### [Extracted text]

It’s really worth distinguishing between old-fashioned student teacher distillation (ie at the level of layers, weights and distributions) and large scale synthetic dataset creation.

The latter is much better (since you can clean up, review, update responses and filter your datasets).

I suspect nobody is doing real student teacher distillation, it’s just easier to do a bunch of training on the same giant corpus then post train on the synthetic corpus with its reasoning traces etc. (which might have been generated by a bigger better LLM)

> I suspect nobody is doing real student teacher distillation

It gets used for quantisation, basically recovering accuracy for lower quants (Nvidia calls it QAD). Can’t speak to how widespread it is though

Yes absolutely! I should have been more specific - I don’t believe people are using it to train 30B models from 300B models (and I’d love to learn that I’m off about this)

A reason to do student-teacher distillation is that soft target logits in general are a richer medium than text that tokenizes to hard targets. More steering signal per teacher token. And running ultra large 10T tier models in autoregressive generation mode can get expensive. So there are reasons not to reduce to text only synthetics.

### [Record extracts]
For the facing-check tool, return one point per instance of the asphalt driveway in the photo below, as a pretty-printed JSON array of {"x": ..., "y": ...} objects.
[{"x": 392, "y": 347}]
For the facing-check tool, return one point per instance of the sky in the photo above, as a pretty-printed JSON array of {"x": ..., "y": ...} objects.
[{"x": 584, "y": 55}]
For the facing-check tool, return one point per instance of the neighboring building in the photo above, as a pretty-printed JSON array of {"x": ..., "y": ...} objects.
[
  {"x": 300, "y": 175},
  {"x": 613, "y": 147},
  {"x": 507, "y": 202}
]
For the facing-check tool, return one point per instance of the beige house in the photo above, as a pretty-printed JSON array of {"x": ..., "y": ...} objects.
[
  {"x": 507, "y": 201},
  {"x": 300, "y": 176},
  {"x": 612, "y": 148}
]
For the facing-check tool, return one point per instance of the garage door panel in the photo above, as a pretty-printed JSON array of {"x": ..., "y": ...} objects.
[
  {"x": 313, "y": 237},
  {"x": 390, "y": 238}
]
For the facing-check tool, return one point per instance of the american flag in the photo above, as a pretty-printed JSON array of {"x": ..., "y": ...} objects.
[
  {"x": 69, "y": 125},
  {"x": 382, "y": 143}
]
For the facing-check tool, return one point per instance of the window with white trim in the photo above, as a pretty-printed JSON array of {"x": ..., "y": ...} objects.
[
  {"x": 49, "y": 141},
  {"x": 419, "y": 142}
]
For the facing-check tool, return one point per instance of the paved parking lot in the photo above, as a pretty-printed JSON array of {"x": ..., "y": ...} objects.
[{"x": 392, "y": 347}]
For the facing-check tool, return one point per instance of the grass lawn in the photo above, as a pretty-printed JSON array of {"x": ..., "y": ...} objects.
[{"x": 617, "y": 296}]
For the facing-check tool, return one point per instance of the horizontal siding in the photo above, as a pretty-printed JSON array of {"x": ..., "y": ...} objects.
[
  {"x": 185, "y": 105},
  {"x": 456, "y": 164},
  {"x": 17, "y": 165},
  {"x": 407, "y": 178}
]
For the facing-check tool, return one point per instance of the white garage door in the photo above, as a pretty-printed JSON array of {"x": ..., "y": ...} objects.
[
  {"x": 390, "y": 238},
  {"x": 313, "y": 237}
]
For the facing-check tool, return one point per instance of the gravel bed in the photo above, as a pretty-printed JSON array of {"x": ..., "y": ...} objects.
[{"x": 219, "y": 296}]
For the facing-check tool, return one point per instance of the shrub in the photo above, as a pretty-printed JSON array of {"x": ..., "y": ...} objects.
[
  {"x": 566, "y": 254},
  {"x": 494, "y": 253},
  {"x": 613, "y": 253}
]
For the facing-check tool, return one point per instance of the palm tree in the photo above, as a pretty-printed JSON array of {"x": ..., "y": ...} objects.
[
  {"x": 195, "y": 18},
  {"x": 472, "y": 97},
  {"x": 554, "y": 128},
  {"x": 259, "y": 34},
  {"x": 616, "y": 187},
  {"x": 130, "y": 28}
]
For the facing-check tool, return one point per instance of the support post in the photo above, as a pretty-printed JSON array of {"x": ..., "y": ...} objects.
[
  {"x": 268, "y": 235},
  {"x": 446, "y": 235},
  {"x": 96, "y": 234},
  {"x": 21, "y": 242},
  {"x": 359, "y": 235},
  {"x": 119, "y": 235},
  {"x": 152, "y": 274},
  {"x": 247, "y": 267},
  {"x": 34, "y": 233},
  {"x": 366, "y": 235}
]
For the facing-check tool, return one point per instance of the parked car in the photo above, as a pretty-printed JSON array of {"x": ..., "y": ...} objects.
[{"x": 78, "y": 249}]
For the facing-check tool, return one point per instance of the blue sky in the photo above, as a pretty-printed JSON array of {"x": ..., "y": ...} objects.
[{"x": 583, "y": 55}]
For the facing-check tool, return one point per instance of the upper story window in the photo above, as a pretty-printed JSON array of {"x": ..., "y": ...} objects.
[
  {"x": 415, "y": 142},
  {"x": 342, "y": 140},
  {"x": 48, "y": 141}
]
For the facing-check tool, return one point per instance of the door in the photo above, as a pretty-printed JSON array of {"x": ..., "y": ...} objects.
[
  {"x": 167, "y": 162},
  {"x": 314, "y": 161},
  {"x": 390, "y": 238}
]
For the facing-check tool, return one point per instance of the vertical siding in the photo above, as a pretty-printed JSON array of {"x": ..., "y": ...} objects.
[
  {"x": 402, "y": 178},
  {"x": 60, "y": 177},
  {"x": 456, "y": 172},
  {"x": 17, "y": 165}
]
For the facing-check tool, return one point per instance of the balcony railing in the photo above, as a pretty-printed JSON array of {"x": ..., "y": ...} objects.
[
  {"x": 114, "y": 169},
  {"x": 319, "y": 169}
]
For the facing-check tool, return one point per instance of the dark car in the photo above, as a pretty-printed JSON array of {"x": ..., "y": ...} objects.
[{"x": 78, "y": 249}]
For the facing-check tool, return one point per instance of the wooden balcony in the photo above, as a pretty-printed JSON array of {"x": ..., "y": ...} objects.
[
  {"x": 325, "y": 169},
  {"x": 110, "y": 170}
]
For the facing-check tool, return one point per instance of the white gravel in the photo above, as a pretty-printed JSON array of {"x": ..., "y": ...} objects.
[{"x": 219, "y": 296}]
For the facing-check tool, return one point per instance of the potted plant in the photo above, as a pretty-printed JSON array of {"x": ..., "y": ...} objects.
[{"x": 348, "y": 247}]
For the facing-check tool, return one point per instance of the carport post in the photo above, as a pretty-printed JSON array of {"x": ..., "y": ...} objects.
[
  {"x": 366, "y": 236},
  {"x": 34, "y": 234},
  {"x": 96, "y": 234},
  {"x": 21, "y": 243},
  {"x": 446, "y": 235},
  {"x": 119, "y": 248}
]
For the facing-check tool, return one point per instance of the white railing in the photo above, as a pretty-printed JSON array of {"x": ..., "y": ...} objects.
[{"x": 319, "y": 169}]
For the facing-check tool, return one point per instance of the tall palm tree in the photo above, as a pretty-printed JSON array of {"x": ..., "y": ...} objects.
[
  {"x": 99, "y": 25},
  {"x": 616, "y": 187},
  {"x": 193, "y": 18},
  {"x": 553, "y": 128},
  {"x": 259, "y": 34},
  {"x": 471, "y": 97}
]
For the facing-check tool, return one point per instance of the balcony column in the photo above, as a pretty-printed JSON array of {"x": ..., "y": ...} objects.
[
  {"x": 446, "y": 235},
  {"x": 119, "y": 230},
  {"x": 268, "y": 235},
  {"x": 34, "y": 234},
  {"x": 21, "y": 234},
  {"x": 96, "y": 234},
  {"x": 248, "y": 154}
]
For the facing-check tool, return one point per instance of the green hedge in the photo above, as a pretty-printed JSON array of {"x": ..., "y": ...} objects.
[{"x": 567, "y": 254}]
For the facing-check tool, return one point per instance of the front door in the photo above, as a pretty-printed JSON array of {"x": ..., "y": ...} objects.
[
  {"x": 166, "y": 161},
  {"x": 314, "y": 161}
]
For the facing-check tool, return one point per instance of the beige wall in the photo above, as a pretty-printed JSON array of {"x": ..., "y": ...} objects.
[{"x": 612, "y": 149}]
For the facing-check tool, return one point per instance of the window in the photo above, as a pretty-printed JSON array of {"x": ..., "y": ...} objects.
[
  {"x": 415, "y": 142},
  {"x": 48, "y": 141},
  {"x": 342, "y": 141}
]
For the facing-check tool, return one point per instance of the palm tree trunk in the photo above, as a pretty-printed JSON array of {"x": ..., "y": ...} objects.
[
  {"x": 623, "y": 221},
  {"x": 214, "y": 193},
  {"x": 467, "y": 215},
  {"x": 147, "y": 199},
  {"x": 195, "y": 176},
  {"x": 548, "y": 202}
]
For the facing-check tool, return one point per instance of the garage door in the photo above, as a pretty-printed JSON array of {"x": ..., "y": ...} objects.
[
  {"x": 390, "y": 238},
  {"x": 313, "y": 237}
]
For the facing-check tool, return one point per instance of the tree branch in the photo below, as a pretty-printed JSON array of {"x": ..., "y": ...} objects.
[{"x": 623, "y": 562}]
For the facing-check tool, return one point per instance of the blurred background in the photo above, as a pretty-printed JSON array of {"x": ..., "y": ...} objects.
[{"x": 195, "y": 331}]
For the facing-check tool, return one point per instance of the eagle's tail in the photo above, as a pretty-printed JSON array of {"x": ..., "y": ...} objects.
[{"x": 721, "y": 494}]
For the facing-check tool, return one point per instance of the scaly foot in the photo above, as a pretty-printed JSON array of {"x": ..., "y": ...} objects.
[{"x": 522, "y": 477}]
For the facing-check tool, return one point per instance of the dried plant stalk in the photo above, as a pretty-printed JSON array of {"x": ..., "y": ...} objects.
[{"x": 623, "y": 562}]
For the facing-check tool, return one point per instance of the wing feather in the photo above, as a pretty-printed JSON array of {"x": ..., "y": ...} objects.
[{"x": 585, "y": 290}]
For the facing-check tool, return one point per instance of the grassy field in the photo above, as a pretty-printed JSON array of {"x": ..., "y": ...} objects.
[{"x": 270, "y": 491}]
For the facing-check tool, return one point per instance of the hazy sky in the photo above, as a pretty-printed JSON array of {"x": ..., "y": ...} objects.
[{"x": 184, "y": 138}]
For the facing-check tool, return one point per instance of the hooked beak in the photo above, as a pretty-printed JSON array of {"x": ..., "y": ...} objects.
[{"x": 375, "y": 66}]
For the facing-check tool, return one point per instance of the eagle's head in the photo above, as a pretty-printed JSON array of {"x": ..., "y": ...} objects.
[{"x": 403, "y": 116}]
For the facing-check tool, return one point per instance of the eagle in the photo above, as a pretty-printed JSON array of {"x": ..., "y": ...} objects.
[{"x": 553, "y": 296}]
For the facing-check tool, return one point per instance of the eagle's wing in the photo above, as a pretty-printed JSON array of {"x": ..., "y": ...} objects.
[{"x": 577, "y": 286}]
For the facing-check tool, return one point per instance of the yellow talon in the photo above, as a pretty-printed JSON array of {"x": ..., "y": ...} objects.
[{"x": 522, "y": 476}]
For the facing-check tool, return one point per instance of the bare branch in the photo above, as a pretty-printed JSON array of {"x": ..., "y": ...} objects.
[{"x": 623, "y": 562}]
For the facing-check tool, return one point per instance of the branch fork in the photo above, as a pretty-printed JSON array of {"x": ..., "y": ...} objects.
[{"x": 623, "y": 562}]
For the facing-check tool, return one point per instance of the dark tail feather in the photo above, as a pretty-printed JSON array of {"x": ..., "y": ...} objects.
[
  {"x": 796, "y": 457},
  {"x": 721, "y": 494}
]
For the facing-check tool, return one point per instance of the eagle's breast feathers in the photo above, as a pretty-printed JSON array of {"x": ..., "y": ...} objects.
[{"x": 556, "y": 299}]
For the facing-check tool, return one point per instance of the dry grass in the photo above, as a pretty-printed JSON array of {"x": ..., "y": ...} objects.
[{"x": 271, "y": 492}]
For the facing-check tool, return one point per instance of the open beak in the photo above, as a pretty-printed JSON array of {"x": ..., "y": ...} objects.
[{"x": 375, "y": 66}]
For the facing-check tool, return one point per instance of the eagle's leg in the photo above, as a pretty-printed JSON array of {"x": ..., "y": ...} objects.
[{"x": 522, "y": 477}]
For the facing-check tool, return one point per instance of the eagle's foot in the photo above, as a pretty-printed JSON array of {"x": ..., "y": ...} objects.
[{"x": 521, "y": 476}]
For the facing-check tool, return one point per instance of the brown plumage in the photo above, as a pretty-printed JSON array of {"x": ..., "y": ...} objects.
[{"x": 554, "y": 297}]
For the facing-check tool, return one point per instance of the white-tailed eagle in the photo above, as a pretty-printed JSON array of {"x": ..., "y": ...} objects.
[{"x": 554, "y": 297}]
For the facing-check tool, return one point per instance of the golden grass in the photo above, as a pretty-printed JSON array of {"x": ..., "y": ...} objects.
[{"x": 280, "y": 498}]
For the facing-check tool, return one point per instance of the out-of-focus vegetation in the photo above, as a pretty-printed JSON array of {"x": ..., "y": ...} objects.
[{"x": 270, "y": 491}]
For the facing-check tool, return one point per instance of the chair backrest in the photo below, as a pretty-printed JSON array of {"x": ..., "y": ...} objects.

### [Work to complete]
1 - Can you restate word for word the stretch of the distillation discussion from "It’s really worth" through "bigger better LLM)"?
2 - Could you resume the distillation discussion after its last sentence?
The material after the distillation discussion is separate from it.

### [Numbered answers]
1 -
It’s really worth distinguishing between old-fashioned student teacher distillation (ie at the level of layers, weights and distributions) and large scale synthetic dataset creation.

The latter is much better (since you can clean up, review, update responses and filter your datasets).

I suspect nobody is doing real student teacher distillation, it’s just easier to do a bunch of training on the same giant corpus then post train on the synthetic corpus with its reasoning traces etc. (which might have been generated by a bigger better LLM)

2 -
I agree, and if my suspicion is right, it’s rarer because it’s much easier to deploy the large LLM and filter for it’s best output than to waste time running it on arbitary output just to train the student.

Though you could argue that perhaps labs just save the per token distribution and use that during fine tuning … which starts looking more like student teacher fine tuning if not classic distillation from random weights

Full distributions are a fucking pain to save - at this point just save the hidden states. But there are lossy compression tricks there.